● **Given exercise**
Rewrite the rows below, substituting "image coordinates" for every occurrence of "pixel coordinates" and leaving everything else unchanged.

● **Provided data**
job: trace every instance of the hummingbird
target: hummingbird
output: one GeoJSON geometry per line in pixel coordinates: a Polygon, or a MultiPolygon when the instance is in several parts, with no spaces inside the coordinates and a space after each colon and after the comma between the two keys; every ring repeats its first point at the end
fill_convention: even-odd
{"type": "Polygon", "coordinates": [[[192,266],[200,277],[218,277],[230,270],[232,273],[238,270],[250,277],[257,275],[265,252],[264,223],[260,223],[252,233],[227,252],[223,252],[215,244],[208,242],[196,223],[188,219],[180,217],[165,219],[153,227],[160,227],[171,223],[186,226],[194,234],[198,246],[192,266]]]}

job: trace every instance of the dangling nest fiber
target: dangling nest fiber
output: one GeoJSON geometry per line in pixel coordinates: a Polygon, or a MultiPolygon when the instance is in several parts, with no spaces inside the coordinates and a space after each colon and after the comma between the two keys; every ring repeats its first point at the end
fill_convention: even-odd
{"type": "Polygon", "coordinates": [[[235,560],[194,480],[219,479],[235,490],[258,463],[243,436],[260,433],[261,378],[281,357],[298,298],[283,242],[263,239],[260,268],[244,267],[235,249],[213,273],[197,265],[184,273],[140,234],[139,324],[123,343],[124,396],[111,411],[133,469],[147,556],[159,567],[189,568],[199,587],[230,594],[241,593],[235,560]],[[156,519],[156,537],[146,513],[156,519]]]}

● **Solution to the exercise**
job: trace every instance of the hummingbird
target: hummingbird
output: one GeoJSON geometry per line in image coordinates: a Polygon, or a MultiPolygon when the instance is in several parts, with no spaces inside the coordinates and a space after each colon and after the comma between the two keys; every ring repeats its first point at the end
fill_convention: even-odd
{"type": "Polygon", "coordinates": [[[192,266],[200,277],[218,277],[230,270],[232,273],[238,270],[250,277],[257,275],[265,252],[264,223],[260,223],[252,233],[227,252],[223,252],[215,244],[208,242],[196,223],[188,219],[180,217],[165,219],[153,227],[160,227],[171,223],[186,226],[194,234],[198,246],[192,266]]]}

job: trace every instance of the dangling nest fiber
target: dangling nest fiber
output: one GeoJSON geometry per line in image coordinates: a Polygon, or a MultiPolygon when the instance is in several parts, with no spaces inside the coordinates and a space after each colon and after the comma between the two keys; every ring repeats its first point at the end
fill_convention: even-odd
{"type": "Polygon", "coordinates": [[[235,560],[194,480],[219,479],[235,490],[258,463],[243,436],[260,433],[261,378],[281,357],[298,298],[283,242],[263,239],[260,268],[244,267],[235,249],[213,273],[197,265],[184,273],[140,234],[139,324],[123,343],[124,396],[111,411],[133,469],[147,556],[159,567],[189,568],[199,587],[230,594],[241,593],[235,560]],[[156,519],[156,537],[146,513],[156,519]]]}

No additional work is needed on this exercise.